PROBLEM TO WORK ON = What you return should be every line of the material, unchanged.
++++++++
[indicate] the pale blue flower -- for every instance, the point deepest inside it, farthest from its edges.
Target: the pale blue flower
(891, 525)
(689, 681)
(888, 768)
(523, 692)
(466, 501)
++++++++
REPLY TO THE TASK =
[indicate] the pale blue flower -- for every instance, the point deepest inside it, farthest from its edges.
Target: the pale blue flower
(891, 525)
(689, 681)
(888, 768)
(523, 692)
(466, 501)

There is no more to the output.